Can you rewrite the data from the line with "Mark every instance of the blue" up to and including the line with "[(249, 128), (320, 127), (114, 130), (44, 131), (181, 129)]", putting "single dot" wherever "single point" appears and leaving everything else as it is?

Records from a data source:
++++++
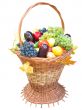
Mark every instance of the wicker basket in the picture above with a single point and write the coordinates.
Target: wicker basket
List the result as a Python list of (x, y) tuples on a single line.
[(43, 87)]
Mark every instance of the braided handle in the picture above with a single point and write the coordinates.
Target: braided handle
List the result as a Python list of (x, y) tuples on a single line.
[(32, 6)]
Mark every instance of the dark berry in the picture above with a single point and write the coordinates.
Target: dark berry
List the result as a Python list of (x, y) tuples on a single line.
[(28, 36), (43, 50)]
++++++
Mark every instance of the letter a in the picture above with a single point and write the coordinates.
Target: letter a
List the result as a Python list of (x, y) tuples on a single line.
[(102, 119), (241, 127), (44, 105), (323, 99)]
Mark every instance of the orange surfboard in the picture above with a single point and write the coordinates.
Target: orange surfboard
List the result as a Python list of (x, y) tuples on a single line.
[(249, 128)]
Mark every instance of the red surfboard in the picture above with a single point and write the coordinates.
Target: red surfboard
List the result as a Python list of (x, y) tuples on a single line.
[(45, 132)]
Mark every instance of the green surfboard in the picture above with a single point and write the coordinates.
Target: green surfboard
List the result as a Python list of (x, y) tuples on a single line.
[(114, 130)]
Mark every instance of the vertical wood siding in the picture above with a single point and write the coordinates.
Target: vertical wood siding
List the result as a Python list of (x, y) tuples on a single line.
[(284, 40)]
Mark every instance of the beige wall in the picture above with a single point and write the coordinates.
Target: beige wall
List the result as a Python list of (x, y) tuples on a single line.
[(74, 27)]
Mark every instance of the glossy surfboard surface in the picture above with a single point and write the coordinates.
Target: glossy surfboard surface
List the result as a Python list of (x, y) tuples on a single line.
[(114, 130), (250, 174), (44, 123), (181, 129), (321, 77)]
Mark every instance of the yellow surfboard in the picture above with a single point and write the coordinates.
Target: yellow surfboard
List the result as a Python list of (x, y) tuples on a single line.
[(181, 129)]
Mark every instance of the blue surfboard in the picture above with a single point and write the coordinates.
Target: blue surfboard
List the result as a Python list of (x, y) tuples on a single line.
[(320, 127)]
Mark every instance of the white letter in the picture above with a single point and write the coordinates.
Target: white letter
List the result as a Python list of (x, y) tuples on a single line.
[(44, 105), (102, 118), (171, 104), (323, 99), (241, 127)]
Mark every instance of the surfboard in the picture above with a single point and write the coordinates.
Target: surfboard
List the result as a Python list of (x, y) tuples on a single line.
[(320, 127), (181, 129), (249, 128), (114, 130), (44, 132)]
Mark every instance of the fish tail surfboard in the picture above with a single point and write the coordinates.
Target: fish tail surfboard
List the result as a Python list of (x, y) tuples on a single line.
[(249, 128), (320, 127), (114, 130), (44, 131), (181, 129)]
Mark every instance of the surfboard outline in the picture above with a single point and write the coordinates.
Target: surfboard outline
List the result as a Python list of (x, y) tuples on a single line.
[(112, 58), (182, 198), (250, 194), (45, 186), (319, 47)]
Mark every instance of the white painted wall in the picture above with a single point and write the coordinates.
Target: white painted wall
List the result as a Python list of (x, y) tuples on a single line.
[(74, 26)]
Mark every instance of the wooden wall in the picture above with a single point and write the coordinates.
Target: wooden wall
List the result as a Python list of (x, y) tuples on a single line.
++++++
◆ Answer below ◆
Mark every instance of the blue surfboard in the picture above with a single dot and write the coordinates.
Target: blue surfboard
List the result as a Python list of (x, y) tuples on a single line.
[(320, 127)]
Mark every instance of the white letter in the picture above with a single dot and write the coordinates.
Target: white letter
List the result as a Python list of (x, y) tuples on a single line.
[(44, 105), (102, 118), (171, 104), (323, 99), (241, 127)]
Mark every instance of the surfboard in the picture above with a single dot and write the coordinates.
Target: surfboard
List the result as a Python list of (x, y) tuples on a single line.
[(320, 127), (181, 129), (249, 128), (114, 130), (44, 132)]
Mark every instance of the fish tail surfboard in the picture above with a single dot and write the coordinates.
Target: fish tail surfboard
List the result as a Python list of (x, y) tuples on a single line.
[(249, 128), (320, 127), (114, 130), (44, 131), (181, 129)]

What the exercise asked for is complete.